Each line of the data below that contains "instance" must be copied.

• _Data under study_:
################

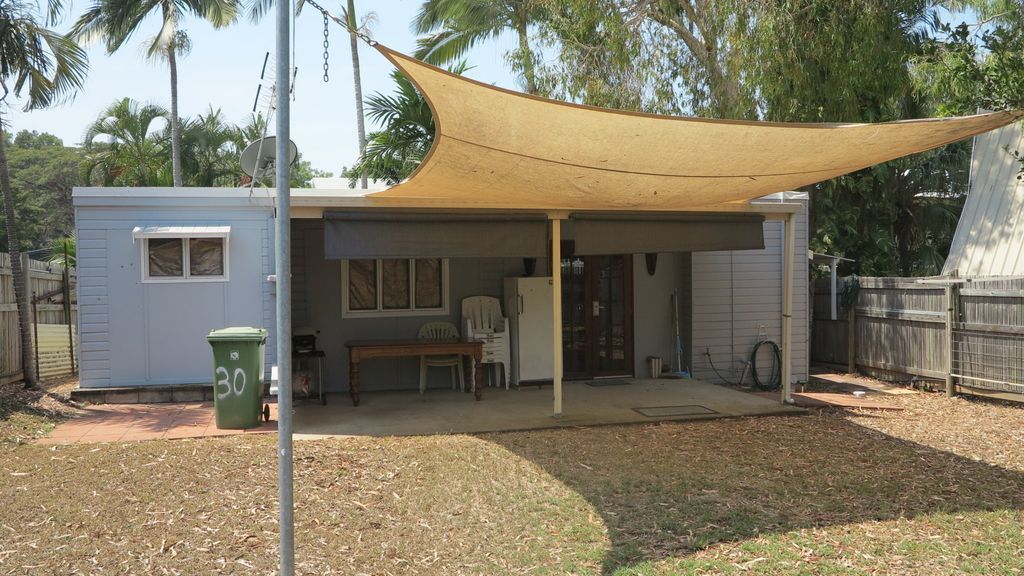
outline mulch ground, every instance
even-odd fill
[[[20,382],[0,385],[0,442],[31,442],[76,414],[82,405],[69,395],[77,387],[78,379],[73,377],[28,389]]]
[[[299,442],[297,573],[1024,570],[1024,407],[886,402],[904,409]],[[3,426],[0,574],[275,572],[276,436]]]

################

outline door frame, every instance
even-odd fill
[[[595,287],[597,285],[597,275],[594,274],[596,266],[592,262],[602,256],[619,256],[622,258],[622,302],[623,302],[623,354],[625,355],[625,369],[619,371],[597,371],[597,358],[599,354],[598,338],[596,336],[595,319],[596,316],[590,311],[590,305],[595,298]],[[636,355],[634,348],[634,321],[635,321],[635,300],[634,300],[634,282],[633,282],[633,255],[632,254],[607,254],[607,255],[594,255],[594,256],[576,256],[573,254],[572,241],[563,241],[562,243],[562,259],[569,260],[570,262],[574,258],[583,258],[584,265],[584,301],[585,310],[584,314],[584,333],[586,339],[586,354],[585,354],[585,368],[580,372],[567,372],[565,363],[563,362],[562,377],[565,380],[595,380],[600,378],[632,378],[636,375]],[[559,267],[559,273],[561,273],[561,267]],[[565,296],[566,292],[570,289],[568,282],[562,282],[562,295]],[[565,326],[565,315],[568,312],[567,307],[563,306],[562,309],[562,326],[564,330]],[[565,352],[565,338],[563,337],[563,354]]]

################

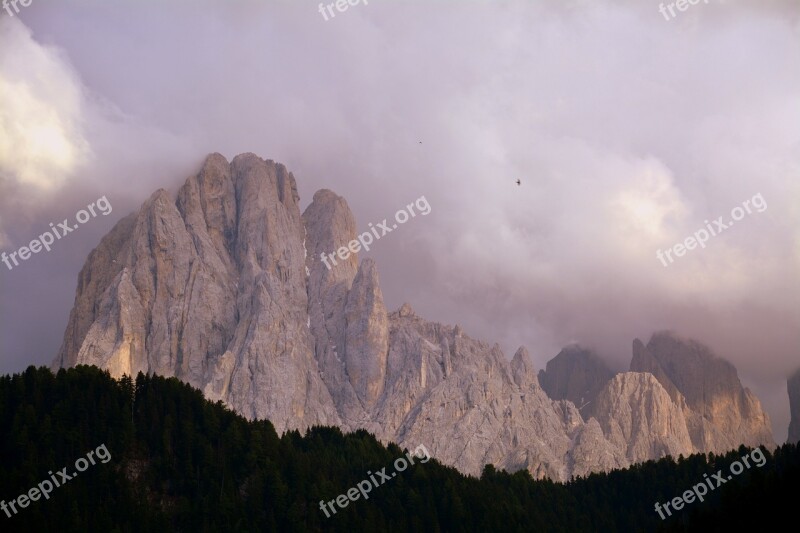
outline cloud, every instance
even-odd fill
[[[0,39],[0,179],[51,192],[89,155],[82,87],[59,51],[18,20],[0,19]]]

################

• _Task answer_:
outline mulch ground, every instance
outline door frame, every instance
outline cloud, every instance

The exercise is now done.